> Exercise prompt
Would you reproduce the entries exactly, including every line?
= = =
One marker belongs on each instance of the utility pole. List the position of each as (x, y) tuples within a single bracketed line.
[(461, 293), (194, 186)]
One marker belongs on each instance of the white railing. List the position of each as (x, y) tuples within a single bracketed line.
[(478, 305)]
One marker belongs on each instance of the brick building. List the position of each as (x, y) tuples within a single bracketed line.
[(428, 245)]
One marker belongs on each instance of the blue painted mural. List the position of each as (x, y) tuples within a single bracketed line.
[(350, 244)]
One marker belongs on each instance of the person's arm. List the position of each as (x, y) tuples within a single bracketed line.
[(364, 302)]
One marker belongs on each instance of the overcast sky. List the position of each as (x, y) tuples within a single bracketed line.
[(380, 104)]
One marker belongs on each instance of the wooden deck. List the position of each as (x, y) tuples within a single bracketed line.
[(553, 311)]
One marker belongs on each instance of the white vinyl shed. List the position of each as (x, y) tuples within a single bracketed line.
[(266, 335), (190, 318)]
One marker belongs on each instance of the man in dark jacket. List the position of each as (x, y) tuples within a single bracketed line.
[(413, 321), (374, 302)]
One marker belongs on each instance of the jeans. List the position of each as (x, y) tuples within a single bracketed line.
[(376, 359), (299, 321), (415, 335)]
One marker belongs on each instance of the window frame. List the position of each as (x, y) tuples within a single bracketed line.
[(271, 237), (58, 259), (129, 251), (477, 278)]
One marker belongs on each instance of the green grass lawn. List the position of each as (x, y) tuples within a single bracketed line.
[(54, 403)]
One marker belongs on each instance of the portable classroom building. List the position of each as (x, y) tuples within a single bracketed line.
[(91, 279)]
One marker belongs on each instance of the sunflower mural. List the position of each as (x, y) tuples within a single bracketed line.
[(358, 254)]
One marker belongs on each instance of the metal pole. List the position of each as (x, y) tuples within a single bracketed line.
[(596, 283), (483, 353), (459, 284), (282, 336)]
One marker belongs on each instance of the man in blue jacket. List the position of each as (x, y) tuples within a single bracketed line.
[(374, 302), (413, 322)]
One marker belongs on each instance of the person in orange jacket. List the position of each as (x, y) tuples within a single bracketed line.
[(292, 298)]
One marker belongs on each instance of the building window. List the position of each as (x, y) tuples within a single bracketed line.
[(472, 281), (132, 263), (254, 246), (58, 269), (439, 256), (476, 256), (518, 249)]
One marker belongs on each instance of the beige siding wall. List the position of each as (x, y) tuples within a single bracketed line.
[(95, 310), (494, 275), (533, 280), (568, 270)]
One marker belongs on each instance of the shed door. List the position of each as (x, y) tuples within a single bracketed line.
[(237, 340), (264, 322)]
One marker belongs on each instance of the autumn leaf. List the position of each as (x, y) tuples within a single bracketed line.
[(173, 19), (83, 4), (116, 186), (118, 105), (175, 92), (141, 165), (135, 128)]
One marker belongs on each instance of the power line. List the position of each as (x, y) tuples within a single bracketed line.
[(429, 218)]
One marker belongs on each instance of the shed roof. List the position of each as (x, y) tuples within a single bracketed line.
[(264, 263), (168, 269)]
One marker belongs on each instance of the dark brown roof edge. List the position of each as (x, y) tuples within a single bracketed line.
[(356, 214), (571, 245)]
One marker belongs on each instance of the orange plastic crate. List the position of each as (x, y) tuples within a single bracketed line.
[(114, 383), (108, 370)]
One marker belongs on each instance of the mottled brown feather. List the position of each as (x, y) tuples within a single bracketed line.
= = =
> Task result
One marker belongs on each instance of the utility pole. List the position of each as (x, y) tuples within a single bracketed line.
[(461, 293), (194, 186)]
One marker belongs on each instance of the white railing. List the position of each as (x, y) tuples within a single bracketed line.
[(478, 305)]
One marker belongs on each instance of the brick building. List the position of each as (x, y) tuples within a single bracketed line.
[(428, 245)]
One marker belongs on each instance of the blue painted mural. List the position of each as (x, y) tuples within a single bracketed line.
[(350, 244)]
One marker belongs on each instance of the person's arm. List the position of each as (x, y) tuples within a single bracketed line.
[(364, 302)]
One marker belongs on each instance of the overcast sky. List the position of each as (x, y) tuples within a single bracketed line.
[(380, 104)]
One marker belongs on each instance of the wooden deck. List the position of each as (x, y) tuples within a single bracketed line.
[(553, 311)]
One marker belongs on each instance of the white vinyl shed. List the position of each as (x, y) tuples within a single bracketed line.
[(266, 335), (190, 318)]
One marker belongs on each instance of the man in dark jacket. List the position of each as (x, y) tuples within a single bracketed line.
[(413, 321), (374, 302)]
One marker belongs on each instance of the jeans. List the position of each as (x, y) tuples within a single bracketed line.
[(376, 359), (299, 321), (415, 335)]
One marker belongs on each instance of the window frame. List the position of each as (x, y) tuples within a single bracketed line.
[(271, 237), (58, 259), (129, 251), (477, 278)]
One marker belongs on each instance of the green grass lawn. List the position of each as (x, y) tuples within a single bracketed line.
[(54, 403)]
One marker belongs on each instance of the portable classroom building. List the position of each as (x, y) tuples within a single bracketed line.
[(91, 279)]
One marker belongs on each instance of the sunflower mural. List the position of each as (x, y) tuples within a single bracketed line.
[(358, 254)]
One marker belongs on each instance of the metal pole. List the position of each as (x, y) tuples within a single bracketed line.
[(596, 283), (483, 353), (459, 284), (282, 336)]
One marker belongs on each instance of the man in blue jacket. List the position of each as (x, y) tuples within a single bracketed line.
[(374, 302), (413, 322)]
One marker belongs on each instance of the person in orange jacket. List the position of each as (x, y) tuples within a single bracketed line.
[(292, 298)]
One marker belongs on each instance of the building window. List the position of each as (x, y) tuples within a single bracketed line.
[(472, 281), (132, 263), (254, 246), (58, 269), (439, 256), (476, 256), (518, 249)]
One marker belongs on each instance of the beige siding wall. List the position of each as (x, y) tuples within a single bracketed line.
[(95, 310), (494, 275), (533, 280), (568, 270)]
One marker belongs on each instance of the shed door. List the position of each as (x, y) tuples within a single bracketed line.
[(237, 340), (264, 322)]
One marker belongs on each instance of the autumn leaf. List the position of each as (x, y) tuples within a single bracketed line.
[(173, 19), (83, 4), (116, 186), (118, 105), (175, 92), (141, 165), (135, 128)]
One marker belongs on each instance of the power line. List the position of each as (x, y) tuples within a single bracketed line.
[(429, 218)]
One marker belongs on each instance of the shed roof. List the position of each as (x, y) tuples within a single bracketed line.
[(264, 263), (168, 269)]
One marker belongs on each instance of the dark brown roof edge. List the position of each as (x, y) tuples within a single bracketed line.
[(356, 214), (571, 245)]
One marker belongs on each instance of the orange plastic crate. List the position of each as (x, y) tuples within a single bracketed line.
[(114, 383), (108, 370)]
One marker belongs on each instance of the mottled brown feather. List the position of each as (x, y) tuples within a single bracketed line.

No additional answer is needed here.